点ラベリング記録
%%
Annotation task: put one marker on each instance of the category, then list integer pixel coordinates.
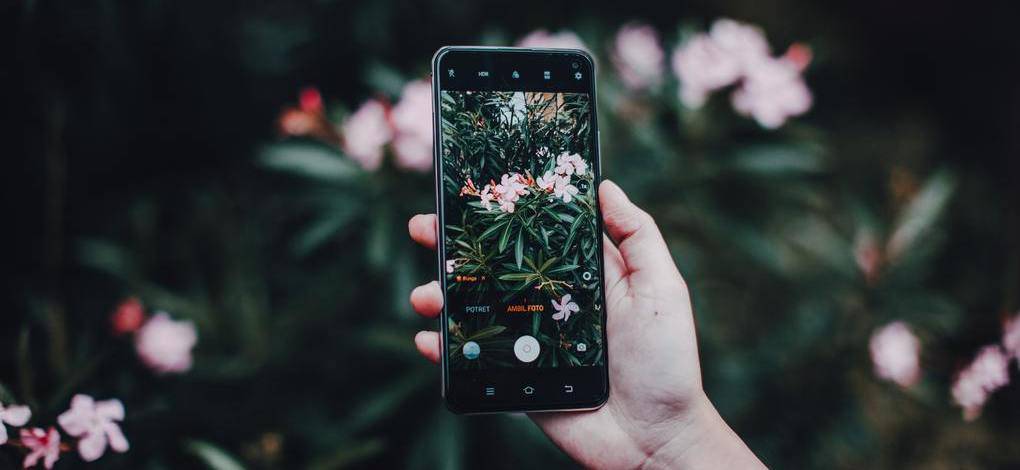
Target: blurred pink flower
(561, 40)
(412, 120)
(128, 317)
(703, 67)
(297, 122)
(867, 255)
(14, 415)
(311, 100)
(744, 43)
(1011, 336)
(164, 345)
(985, 374)
(42, 444)
(95, 424)
(564, 308)
(638, 56)
(895, 352)
(772, 92)
(365, 133)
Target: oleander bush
(209, 201)
(525, 232)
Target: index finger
(422, 229)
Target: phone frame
(580, 405)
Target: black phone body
(520, 258)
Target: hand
(658, 415)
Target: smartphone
(523, 324)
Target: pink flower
(744, 43)
(412, 119)
(567, 164)
(487, 197)
(975, 383)
(703, 67)
(564, 308)
(95, 424)
(772, 92)
(561, 40)
(895, 352)
(14, 415)
(129, 316)
(42, 444)
(564, 189)
(365, 133)
(639, 56)
(311, 100)
(548, 180)
(164, 345)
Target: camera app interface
(522, 238)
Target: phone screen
(521, 263)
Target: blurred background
(854, 260)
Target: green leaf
(519, 249)
(213, 457)
(505, 238)
(564, 268)
(492, 230)
(310, 160)
(921, 213)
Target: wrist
(703, 439)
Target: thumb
(645, 253)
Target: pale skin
(658, 415)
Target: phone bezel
(579, 405)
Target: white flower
(564, 190)
(487, 197)
(365, 133)
(164, 345)
(510, 188)
(548, 181)
(639, 56)
(744, 43)
(772, 91)
(561, 40)
(412, 119)
(507, 206)
(14, 415)
(564, 308)
(895, 352)
(95, 424)
(988, 372)
(567, 164)
(702, 67)
(42, 444)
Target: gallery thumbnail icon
(471, 350)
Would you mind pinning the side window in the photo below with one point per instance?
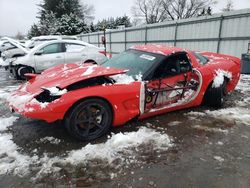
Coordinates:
(52, 48)
(70, 47)
(173, 65)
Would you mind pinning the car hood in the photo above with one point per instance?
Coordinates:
(64, 75)
(18, 45)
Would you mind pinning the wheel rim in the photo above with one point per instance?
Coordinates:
(90, 120)
(22, 71)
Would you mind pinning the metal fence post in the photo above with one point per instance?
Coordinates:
(125, 39)
(88, 38)
(110, 42)
(98, 40)
(219, 35)
(175, 33)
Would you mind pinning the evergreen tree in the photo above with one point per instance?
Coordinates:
(113, 23)
(62, 17)
(71, 24)
(34, 31)
(60, 8)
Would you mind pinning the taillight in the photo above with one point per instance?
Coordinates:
(108, 55)
(103, 52)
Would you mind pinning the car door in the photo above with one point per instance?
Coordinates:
(49, 56)
(74, 52)
(173, 83)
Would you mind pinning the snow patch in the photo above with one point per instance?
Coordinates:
(54, 91)
(219, 158)
(123, 79)
(219, 77)
(118, 147)
(210, 129)
(113, 148)
(89, 71)
(7, 122)
(48, 139)
(174, 123)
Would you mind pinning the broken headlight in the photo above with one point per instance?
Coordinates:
(50, 94)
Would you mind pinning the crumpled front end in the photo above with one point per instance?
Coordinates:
(32, 105)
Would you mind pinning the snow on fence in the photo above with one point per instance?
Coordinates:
(227, 33)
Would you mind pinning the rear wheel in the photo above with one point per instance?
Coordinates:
(89, 119)
(91, 62)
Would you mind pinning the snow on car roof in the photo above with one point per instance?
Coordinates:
(158, 49)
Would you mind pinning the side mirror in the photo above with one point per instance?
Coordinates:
(39, 52)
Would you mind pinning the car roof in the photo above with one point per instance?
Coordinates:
(17, 44)
(158, 49)
(61, 40)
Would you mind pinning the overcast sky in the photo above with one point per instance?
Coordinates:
(19, 15)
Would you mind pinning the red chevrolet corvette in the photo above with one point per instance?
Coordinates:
(141, 82)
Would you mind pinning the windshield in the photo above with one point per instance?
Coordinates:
(137, 62)
(201, 59)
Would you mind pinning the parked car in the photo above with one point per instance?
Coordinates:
(139, 83)
(51, 53)
(13, 49)
(7, 43)
(38, 40)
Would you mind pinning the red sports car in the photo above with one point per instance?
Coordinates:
(141, 82)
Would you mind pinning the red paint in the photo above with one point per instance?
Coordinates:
(124, 99)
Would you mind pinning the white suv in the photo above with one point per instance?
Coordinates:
(51, 53)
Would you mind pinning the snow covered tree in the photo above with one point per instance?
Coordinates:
(229, 6)
(71, 25)
(154, 11)
(113, 23)
(62, 17)
(49, 24)
(34, 31)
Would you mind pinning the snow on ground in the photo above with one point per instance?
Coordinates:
(219, 77)
(49, 139)
(6, 122)
(123, 79)
(5, 92)
(117, 147)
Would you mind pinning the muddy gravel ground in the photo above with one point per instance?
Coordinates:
(198, 147)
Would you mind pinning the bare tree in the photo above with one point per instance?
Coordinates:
(181, 9)
(88, 12)
(229, 6)
(154, 11)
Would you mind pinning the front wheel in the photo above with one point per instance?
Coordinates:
(215, 97)
(21, 71)
(89, 119)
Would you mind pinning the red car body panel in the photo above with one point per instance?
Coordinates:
(130, 100)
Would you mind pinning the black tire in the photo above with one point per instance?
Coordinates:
(91, 61)
(89, 119)
(21, 71)
(215, 97)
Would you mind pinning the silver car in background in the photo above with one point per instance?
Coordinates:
(51, 53)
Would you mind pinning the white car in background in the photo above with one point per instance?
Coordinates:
(13, 49)
(51, 53)
(38, 40)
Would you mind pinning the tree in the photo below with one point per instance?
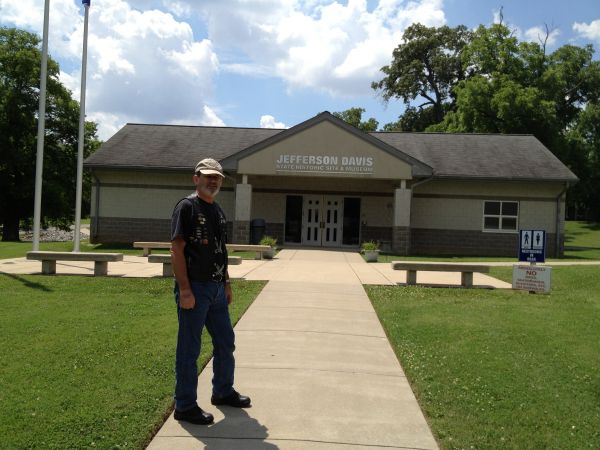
%%
→ **課題**
上の記録から文字列「below」を含む行をすべて探し出し、その行を書き写しなさい。大文字と小文字は区別すること。

→ **解答**
Would you mind pinning the side window in the photo below with one point per instance?
Would you mind pinning the tree in the photo below with one point per instance?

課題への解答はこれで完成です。